IB/iser: Add more RX CQs to scale out processing of SCSI responses

RX/TX CQs will now be selected from a per HCA pool.  For the RX flow
this has the effect of using different interrupt vectors when using
low level drivers (such as mlx4) that map the "vector" param provided
by the ULP on CQ creation to a dedicated IRQ/MSI-X vector.  This
allows the RX flow processing of IO responses to be distributed across
multiple CPUs.

QPs (--> iSER sessions) are assigned to CQs in round robin order using
the CQ with the minimum number of sessions attached to it.

Data pulled from a collection:
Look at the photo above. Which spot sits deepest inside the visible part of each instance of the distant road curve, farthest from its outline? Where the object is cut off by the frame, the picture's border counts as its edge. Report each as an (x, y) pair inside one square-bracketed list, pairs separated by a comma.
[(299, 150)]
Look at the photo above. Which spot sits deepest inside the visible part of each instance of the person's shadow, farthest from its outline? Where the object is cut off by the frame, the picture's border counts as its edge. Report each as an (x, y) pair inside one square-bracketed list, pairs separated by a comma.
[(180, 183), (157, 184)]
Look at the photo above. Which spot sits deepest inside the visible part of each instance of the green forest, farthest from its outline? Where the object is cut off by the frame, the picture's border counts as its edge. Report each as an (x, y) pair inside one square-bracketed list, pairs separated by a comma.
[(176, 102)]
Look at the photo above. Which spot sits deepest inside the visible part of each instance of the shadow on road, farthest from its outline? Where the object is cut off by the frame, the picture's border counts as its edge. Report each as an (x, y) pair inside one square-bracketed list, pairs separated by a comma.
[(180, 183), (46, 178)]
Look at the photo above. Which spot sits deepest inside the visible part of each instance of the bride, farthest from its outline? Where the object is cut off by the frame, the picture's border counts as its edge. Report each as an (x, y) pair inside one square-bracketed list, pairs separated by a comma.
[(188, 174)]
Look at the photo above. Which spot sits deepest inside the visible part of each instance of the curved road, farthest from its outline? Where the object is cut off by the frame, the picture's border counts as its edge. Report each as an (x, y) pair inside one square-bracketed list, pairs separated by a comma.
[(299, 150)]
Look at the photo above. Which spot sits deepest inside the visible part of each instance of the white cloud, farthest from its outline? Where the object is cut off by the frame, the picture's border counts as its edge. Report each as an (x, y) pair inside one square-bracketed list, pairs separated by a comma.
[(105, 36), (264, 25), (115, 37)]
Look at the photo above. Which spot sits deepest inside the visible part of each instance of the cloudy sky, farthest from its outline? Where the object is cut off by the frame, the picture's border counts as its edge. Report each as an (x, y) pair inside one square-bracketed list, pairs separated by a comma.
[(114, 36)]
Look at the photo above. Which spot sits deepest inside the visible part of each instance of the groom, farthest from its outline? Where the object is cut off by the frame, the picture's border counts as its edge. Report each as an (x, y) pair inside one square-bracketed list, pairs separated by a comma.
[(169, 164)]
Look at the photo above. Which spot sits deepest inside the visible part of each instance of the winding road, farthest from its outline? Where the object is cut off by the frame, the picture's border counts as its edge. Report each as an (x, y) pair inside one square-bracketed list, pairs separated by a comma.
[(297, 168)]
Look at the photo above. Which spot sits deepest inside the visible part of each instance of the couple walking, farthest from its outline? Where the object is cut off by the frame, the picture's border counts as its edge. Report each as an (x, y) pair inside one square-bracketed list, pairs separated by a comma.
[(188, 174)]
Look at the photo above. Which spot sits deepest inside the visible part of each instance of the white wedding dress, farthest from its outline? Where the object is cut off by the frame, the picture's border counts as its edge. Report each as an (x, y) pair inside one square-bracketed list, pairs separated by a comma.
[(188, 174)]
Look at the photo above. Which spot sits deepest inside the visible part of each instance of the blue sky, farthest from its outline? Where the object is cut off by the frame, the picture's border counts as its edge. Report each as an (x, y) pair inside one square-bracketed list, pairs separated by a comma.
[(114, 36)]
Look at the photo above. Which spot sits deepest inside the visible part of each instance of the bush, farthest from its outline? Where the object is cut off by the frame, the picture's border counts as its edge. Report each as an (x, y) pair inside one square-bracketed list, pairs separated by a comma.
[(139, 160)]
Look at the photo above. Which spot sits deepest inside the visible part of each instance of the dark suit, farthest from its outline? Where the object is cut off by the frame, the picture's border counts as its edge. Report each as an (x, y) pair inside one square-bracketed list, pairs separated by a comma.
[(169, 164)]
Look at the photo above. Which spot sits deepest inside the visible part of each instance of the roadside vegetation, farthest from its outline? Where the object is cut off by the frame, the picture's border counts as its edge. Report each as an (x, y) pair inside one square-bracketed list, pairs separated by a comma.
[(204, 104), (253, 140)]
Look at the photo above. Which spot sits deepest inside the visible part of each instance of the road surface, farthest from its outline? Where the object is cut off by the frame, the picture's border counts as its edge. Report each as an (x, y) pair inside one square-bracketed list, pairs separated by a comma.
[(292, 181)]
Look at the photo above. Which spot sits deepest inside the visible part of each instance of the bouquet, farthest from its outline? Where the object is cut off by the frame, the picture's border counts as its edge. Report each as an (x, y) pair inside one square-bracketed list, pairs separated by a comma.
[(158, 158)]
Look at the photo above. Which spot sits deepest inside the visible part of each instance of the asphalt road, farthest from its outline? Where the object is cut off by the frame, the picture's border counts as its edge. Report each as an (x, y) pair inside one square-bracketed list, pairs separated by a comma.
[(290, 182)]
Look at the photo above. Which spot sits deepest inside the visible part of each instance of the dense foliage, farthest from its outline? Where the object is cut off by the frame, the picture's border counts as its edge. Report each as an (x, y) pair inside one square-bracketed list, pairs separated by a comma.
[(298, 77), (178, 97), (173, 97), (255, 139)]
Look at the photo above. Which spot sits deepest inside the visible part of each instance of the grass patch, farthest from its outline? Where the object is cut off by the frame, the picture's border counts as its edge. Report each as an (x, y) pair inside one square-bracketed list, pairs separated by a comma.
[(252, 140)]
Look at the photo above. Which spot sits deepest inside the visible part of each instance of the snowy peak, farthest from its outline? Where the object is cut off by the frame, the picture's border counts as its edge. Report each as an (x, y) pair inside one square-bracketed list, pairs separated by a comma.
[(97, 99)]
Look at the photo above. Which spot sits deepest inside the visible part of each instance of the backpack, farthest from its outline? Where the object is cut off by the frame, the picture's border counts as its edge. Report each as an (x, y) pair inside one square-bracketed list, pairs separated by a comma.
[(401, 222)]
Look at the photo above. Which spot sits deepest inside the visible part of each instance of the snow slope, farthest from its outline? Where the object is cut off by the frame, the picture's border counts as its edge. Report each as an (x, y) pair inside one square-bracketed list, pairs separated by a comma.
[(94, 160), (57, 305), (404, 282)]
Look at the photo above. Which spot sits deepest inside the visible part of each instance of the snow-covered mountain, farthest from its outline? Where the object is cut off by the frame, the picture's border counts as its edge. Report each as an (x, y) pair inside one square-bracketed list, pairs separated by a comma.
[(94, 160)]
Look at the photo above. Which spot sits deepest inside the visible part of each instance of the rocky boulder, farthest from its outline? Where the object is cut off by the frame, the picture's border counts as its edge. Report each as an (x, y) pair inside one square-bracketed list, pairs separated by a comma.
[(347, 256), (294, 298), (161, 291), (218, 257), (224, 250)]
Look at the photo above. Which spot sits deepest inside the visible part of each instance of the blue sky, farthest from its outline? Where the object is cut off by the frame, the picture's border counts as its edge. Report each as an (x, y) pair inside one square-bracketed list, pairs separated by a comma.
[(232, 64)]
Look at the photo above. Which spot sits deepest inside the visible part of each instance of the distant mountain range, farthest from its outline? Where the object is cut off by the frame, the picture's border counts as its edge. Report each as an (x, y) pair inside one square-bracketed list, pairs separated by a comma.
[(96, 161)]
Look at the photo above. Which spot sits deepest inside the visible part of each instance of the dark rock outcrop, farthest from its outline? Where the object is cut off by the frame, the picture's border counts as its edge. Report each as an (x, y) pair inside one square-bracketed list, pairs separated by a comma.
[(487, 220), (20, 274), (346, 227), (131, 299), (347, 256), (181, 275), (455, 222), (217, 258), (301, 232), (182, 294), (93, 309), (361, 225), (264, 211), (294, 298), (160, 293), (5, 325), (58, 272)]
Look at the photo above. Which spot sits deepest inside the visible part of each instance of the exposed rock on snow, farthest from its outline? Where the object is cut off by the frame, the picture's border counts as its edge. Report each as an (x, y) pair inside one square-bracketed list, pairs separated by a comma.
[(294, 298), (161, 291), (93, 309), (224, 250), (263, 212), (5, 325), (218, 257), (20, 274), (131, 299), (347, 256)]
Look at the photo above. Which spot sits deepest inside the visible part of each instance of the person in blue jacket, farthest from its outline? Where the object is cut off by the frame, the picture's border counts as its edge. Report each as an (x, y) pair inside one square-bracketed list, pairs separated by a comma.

### Requirements
(1) Reproduce the part of the iSER commit note from "RX/TX CQs will" up to and including "attached to it.".
(2) According to the iSER commit note, how are QPs assigned to CQs?

### Solved problems
(1)
RX/TX CQs will now be selected from a per HCA pool.  For the RX flow
this has the effect of using different interrupt vectors when using
low level drivers (such as mlx4) that map the "vector" param provided
by the ULP on CQ creation to a dedicated IRQ/MSI-X vector.  This
allows the RX flow processing of IO responses to be distributed across
multiple CPUs.

QPs (--> iSER sessions) are assigned to CQs in round robin order using
the CQ with the minimum number of sessions attached to it.

(2) In round robin order, using the CQ with the fewest sessions attached to it.